** EXERCISE INSTRUCTIONS **
Repeat each record below exactly as given.

** DATA SHOWN **
○ ○ ○ ○ ○

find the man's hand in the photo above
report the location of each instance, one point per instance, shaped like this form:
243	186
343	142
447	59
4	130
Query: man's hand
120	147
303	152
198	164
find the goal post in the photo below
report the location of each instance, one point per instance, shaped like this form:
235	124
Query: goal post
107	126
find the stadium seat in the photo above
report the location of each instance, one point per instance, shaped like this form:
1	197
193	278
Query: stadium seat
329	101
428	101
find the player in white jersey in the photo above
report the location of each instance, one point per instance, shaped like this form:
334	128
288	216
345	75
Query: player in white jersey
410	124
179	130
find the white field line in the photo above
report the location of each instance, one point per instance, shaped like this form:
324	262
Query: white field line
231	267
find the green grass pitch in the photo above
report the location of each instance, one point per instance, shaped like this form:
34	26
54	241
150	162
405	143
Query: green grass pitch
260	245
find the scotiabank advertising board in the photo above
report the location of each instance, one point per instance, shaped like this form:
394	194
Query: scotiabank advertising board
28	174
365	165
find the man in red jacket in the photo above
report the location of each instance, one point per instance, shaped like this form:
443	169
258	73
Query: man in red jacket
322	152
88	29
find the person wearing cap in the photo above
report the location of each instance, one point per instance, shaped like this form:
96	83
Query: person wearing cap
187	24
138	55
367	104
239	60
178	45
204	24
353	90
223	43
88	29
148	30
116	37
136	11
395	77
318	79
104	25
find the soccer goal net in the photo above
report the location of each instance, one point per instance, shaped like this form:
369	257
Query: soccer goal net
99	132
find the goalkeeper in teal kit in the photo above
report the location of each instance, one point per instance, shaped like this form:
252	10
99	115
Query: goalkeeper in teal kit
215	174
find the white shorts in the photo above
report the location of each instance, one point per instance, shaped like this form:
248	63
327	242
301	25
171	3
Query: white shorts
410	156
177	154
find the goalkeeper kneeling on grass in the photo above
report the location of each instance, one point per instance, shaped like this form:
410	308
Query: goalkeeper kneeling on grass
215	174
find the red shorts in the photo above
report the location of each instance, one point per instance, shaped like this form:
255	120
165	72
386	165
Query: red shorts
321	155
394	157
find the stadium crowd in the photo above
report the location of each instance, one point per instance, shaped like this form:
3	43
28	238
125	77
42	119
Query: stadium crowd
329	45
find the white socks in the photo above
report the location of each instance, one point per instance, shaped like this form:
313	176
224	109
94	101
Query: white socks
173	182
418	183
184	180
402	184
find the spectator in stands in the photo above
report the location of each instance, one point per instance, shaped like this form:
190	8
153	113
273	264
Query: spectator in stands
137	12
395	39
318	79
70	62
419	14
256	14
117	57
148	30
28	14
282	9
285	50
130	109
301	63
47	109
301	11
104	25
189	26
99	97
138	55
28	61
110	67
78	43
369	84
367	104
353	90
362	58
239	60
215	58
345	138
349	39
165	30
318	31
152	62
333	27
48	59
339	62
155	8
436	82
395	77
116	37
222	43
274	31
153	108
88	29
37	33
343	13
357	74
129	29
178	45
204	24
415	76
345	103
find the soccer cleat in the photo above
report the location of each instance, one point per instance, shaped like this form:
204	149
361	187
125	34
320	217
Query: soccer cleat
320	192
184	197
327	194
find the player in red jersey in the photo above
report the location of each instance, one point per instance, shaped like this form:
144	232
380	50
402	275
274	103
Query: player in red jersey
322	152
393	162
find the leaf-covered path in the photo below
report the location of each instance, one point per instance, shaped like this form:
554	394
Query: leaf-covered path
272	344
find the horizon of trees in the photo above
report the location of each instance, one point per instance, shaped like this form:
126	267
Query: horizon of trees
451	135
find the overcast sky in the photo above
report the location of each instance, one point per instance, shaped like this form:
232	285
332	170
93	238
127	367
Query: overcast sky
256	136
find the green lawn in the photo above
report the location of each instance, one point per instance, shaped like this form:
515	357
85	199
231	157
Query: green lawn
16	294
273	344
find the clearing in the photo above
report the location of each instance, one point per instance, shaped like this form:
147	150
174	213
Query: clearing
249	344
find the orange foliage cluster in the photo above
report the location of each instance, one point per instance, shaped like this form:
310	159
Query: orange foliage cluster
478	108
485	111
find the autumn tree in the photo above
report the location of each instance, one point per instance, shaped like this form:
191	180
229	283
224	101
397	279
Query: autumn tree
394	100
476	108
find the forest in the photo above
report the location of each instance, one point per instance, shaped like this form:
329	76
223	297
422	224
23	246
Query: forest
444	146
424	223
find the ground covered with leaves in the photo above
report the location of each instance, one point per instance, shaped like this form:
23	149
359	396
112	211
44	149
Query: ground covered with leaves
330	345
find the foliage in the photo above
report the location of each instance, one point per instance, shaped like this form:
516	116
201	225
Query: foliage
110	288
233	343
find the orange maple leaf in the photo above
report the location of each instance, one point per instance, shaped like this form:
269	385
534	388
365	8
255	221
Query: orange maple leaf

○ ○ ○ ○ ○

** SOLUTION BELOW **
find the man's hand in the photo above
report the location of each instance, one point per instance, shaped like this form:
243	186
343	142
447	59
4	130
Query: man's hand
120	147
303	152
198	164
find the goal post in the photo below
report the location of each instance, one point per instance, shaped like this form:
235	124
Query: goal post
107	126
find the stadium seat in the photo above
report the location of each instance, one point per instance, shaped like this form:
1	197
193	278
Query: stadium seat
329	101
428	101
find the player in white jersey in the photo above
report the location of each instance, one point per instance, shaped like this form:
334	128
288	216
345	75
Query: player in white jersey
410	124
179	130
find the white field line in the photo above
report the location of each instance, one point per instance, shaped like this form:
324	262
Query: white field line
231	267
find the green grass pitch in the photo above
report the location of each instance, one point per instance, shaped like this form:
34	26
54	241
150	162
405	143
Query: green grass pitch
260	245
find the scotiabank advertising board in the photo above
report the location of each instance, one point per instance, shaped like this form:
394	194
Query: scotiabank advertising board
28	174
365	165
find the man in red jacket in the photo above
report the location of each instance, one point per instance, shaped like this form:
443	169
258	73
Query: man in red jacket
322	152
88	29
find the person wearing cap in the photo above
report the location of each instance, one point per instance, shaped like this form:
96	83
Query: person wearing cap
187	24
138	55
367	104
239	60
178	45
204	24
353	90
223	43
88	29
148	30
116	37
136	11
395	77
318	79
104	25
find the soccer goal net in the photo above
report the location of each instance, one point per instance, shaped like this form:
369	257
Query: soccer goal net
99	132
find the goalkeeper in teal kit in the photo above
report the location of each instance, one point per instance, shaped like this form:
252	10
99	115
Query: goalkeeper in teal kit
215	174
find the white shorts in the photo above
report the location of each instance, one point per instance, shaped like this form:
248	63
327	242
301	25
171	3
Query: white shorts
410	156
177	154
find the goalkeeper kneeling on grass in the photo above
report the location of each instance, one point per instance, shaped like this form:
410	308
Query: goalkeeper kneeling on grass
215	174
find the red shorts in the photo above
report the location of each instance, one point per instance, shaped like this form:
255	120
165	72
386	165
Query: red shorts
321	155
394	157
find the stadium crowd in the photo above
report the location of each instance, one point per instance, shaped like this form:
3	43
28	238
125	77
42	119
Query: stadium crowd
329	45
find the white socks in the photo above
report the location of each instance, one point per instance, shaped like this form:
313	176
224	109
94	101
Query: white socks
173	182
418	183
184	180
402	184
find the spectator in stands in the photo above
report the location of each instance, one point per instance, shaped like this form:
190	8
153	113
273	264
Query: spectator in stands
137	12
395	39
318	79
70	62
419	14
256	14
117	57
148	30
28	14
282	9
285	50
130	109
301	63
47	109
301	11
104	25
189	26
99	97
138	55
28	61
110	67
78	43
369	84
367	104
353	90
362	58
239	60
215	58
345	138
349	39
165	30
318	31
152	62
333	27
48	59
339	62
155	8
436	82
395	77
116	37
222	43
274	31
153	108
88	29
37	33
343	13
357	74
129	29
178	45
204	24
415	76
345	103
find the soccer cleat in the photo above
report the location of each instance, one point per instance, shaped like this form:
204	149
361	187
125	34
320	217
Query: soccer cleat
320	192
184	197
327	194
find the player in red jersey in the photo above
report the location of each instance, one point per instance, shaped like this form:
144	232
380	50
402	275
274	103
Query: player in red jersey
322	152
393	162
find the leaf-covered path in the photo below
report the location of each instance, one point per instance, shaped like this form:
554	394
Query: leaf-covered path
272	344
find the horizon of trees in the photo above
report the location of each instance, one point per instance, shaped like this form:
126	267
Query: horizon of trees
451	135
find the overcast sky in the photo above
report the location of each instance, one point per instance, shaped like this form:
232	285
332	170
93	238
127	367
Query: overcast sky
256	136
find the green lawn in the photo above
report the location of each instance, one point per instance, shaped like this form:
515	357
85	199
231	157
Query: green lawn
16	294
273	344
find the clearing in the photo above
report the location of each instance, one point per instance, shaped like this form:
147	150
174	213
Query: clearing
249	344
find the orange foliage cluster in the photo above
report the location of each instance, one point per instance, shaped like this form:
310	159
Query: orange foliage cluster
478	108
485	111
find the autumn tree in the photo above
report the location of each instance, one point per instance, shaped like this form:
191	180
229	283
224	101
397	279
Query: autumn tree
394	100
476	108
find the forest in the photo above
report the location of each instance, one point per instance, shaped like this form:
329	76
223	297
422	224
23	246
Query: forest
444	146
424	223
find the ground covered with leaves in the photo above
report the location of each instance, one point per instance, shaped like this form:
23	149
359	396
112	211
44	149
Query: ground covered with leaves
330	345
find the foliage in the photo above
report the location of each instance, one point per instance, shaped like this form:
516	116
201	225
Query: foliage
110	288
233	343
find the orange maple leaf in the photo above
report the location of each instance, one point per instance, shaped like this form:
269	385
534	388
365	8
255	221
Query: orange maple leaf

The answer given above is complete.